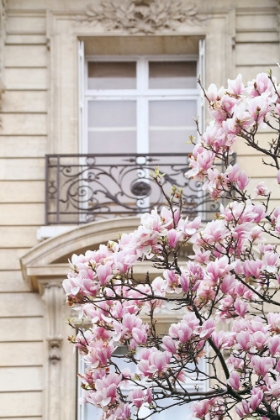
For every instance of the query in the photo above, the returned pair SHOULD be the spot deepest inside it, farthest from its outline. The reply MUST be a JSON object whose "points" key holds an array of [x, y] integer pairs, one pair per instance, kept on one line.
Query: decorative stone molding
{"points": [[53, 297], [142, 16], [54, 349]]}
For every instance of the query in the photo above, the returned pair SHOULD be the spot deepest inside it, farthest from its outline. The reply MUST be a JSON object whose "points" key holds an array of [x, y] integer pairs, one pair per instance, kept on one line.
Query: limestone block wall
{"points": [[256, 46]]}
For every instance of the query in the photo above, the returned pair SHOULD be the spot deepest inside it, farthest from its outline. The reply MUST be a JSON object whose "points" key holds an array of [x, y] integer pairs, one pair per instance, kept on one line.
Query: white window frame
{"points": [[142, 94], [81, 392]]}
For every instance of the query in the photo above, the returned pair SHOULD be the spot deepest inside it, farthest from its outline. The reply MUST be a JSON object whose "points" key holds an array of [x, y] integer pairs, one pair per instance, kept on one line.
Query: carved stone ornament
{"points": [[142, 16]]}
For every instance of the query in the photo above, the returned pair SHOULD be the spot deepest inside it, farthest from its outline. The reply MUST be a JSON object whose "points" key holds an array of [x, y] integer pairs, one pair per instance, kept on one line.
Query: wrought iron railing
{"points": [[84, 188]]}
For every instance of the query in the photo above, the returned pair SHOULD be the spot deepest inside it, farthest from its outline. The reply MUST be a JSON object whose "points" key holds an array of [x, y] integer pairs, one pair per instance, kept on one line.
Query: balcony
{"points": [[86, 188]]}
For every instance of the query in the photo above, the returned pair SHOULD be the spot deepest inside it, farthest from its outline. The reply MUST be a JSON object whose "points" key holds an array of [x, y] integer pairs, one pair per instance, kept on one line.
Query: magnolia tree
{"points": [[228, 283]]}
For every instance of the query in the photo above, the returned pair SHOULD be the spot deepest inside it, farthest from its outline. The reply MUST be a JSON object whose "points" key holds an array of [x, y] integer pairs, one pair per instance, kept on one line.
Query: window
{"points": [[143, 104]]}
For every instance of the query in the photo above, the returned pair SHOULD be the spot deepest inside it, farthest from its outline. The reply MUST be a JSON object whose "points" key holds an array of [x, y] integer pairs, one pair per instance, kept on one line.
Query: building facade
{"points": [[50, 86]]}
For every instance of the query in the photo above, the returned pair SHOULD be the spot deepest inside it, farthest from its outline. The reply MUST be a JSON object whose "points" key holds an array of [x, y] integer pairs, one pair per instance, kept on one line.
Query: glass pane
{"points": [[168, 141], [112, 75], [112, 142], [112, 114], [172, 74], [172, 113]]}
============================================================
EXERCISE BRIEF → Copy every line from the entries above that contains the string "window". Case counts.

RESULT →
Query: white window frame
Query: window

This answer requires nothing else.